Lista de atividades >>
a. Copie fielmente, do texto sobre o tríduo pascal, o trecho que vai de "Tantas vezes decoramos" até "sustenta nossa esperança.".
b. Retome o texto sobre o tríduo pascal e dê continuidade a ele a partir da última frase apresentada.

Trecho para leitura >>
^^^^

Tantas vezes decoramos os mistérios de Deus que celebramos esses dias, e os cobrimos com tantas decorações e superficialidades que corremos o risco de permanecer no acessório, no secundário e não conseguimos descer e nos conectar com o mais profundo e autêntico do mistério de um Deus quem se entrega e dá a vida por você. Este tríduo nos ensinará que podemos viver sem muitas coisas que não são de tudo necessárias e que o despir e que o Amor do Senhor que transborda no Cenáculo e no Gólgota é a única coisa que nos mantém em pé e sustenta nossa esperança.
Nestes dias de desolação e morte, nesses trágicos dias de sofrimento e dor, nesses dias em que tantas pessoas se sentem abandonadas e choram em solidão, nesses dias de confinamento cheios de más notícias, muitas pessoas se perguntam: onde está Deus no meio de tudo isso? Será que Deus nos abandonou, esqueceu, parou de nos amar? Este tríduo pascal nos mostrará onde Deus realmente está no momento:
Deus está na cabeceira do doente, aos pés da cama daquele que sofre, Deus está vestido com um jaleco verde, azul e branco, com uma máscara e óculos de proteção reclinando sobre os doentes que não conseguem respirar. Deus está controlando a pressão, entubando os enfermos, tirando sangue, controlando o conta-gotas, enxugando o suor causado pela febre[...]. Deus também está prostrado em cada doente, sofrendo com ele, lutando com ele, morrendo com ele. Deus está no idoso assustado que viu seus colegas de casa morrerem e que não pode receber a visita de seus parentes, Deus está sustentando as forças daqueles que trabalham incansavelmente e até sem meios para a vida possa reinar e não entre nas estatísticas. Deus está no meio de toda família que não pode despedir seus entes queridos com um enterro digno, confortando-os e fortalecendo-os. Deus está infundindo encorajamento e esperança no coração de cada pessoa doente e de cada membro da família, para que não desista de lutar. Deus está no necrotério, em cada falecido que se amontoa esperando para descansar em paz[...].

^^^^

Seção de dados >>
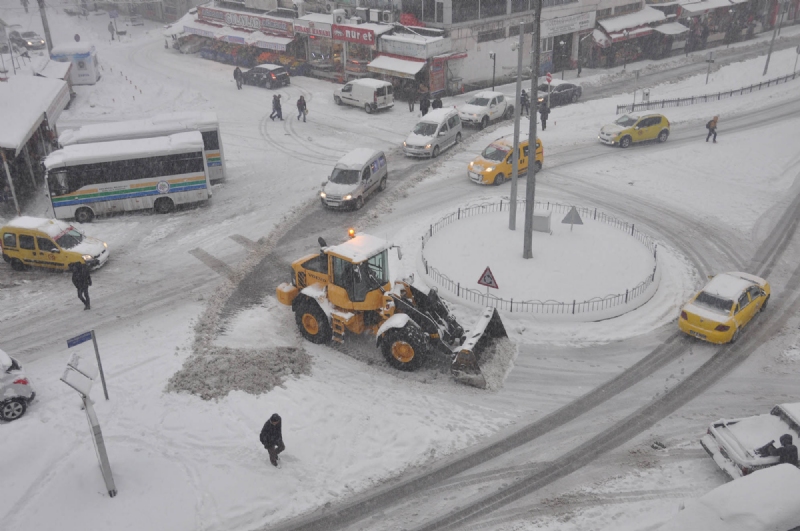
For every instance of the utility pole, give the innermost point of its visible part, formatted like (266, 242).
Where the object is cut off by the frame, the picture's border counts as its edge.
(512, 208)
(530, 190)
(46, 27)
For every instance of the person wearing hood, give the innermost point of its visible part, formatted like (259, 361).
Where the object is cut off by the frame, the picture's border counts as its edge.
(272, 438)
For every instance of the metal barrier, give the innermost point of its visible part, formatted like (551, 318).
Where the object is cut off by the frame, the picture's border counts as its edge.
(682, 102)
(548, 307)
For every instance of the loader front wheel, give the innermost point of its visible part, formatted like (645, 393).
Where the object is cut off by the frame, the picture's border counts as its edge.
(404, 348)
(313, 323)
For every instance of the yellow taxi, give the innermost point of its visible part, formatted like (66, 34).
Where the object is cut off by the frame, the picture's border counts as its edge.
(724, 306)
(495, 164)
(628, 129)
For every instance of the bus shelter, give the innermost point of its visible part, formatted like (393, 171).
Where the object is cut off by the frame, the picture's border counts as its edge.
(30, 106)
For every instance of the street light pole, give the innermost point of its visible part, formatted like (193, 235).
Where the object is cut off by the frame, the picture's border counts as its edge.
(493, 57)
(530, 189)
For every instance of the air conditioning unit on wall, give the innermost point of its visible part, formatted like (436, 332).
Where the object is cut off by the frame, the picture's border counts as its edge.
(339, 16)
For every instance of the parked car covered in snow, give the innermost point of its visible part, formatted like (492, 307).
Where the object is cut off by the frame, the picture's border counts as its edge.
(734, 443)
(16, 391)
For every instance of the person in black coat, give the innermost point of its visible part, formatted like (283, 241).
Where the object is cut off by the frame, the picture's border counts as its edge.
(544, 112)
(272, 439)
(81, 279)
(424, 104)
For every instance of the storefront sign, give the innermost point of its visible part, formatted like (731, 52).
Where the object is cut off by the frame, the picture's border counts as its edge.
(570, 24)
(236, 19)
(318, 29)
(353, 34)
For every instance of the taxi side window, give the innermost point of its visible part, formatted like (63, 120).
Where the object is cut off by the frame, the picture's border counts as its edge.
(9, 240)
(45, 245)
(26, 242)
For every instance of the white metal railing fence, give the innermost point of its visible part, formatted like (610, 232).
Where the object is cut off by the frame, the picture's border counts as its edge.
(550, 307)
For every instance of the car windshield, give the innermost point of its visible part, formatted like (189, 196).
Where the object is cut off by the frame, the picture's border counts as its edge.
(480, 102)
(344, 176)
(713, 302)
(494, 152)
(626, 121)
(425, 129)
(69, 239)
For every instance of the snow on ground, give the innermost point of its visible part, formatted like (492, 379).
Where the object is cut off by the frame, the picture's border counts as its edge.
(184, 463)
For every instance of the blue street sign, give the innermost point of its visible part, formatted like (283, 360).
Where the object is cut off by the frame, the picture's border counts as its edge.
(77, 340)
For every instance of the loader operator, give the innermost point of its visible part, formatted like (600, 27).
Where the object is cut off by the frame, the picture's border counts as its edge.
(787, 452)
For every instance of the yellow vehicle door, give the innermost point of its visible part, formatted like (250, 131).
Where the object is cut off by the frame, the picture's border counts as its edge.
(48, 254)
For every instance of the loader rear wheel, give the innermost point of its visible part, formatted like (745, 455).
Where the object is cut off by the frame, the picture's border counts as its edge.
(313, 323)
(404, 348)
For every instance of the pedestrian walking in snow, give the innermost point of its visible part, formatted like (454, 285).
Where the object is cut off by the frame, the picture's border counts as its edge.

^^^^

Respostas por tarefa >>
a.
Tantas vezes decoramos os mistérios de Deus que celebramos esses dias, e os cobrimos com tantas decorações e superficialidades que corremos o risco de permanecer no acessório, no secundário e não conseguimos descer e nos conectar com o mais profundo e autêntico do mistério de um Deus quem se entrega e dá a vida por você. Este tríduo nos ensinará que podemos viver sem muitas coisas que não são de tudo necessárias e que o despir e que o Amor do Senhor que transborda no Cenáculo e no Gólgota é a única coisa que nos mantém em pé e sustenta nossa esperança.

b.
Mas esse tríduo pascal celebrado em meio as sirenes de ambulância e carros da polícia também nos mostrará onde estamos, onde está nosso coração, qual é o seu centro, onde se inclina. O que é que o move, o que o coloca em movimento, o que o faz estremecer. Alguns podem ver tudo isso como uma pausa, um intervalo e esperar que tudo aconteça para voltar à vida como de costume, eles vivem inconscientemente, eles não querem se fazer as seguintes perguntas; espero que saibamos interpretar os sinais dos tempos e que tentemos descobrir os ensinamentos que podemos extrair de tudo isso para o nosso bem.
Espero que a humanidade que venha sair dessa pandemia seja um pouco diferente daquela que se confinou há algumas semanas. Espero que tenhamos aprendido que dependemos uns dos outros, que precisamos de cada um, que não podemos ignorar ninguém, que não podemos continuar maltratando o planeta; espero que aprendamos a ser irmãos e deixemos de lado nossas diferenças para remar na mesma direção, porque, como o Papa diz, estamos todos no mesmo barco.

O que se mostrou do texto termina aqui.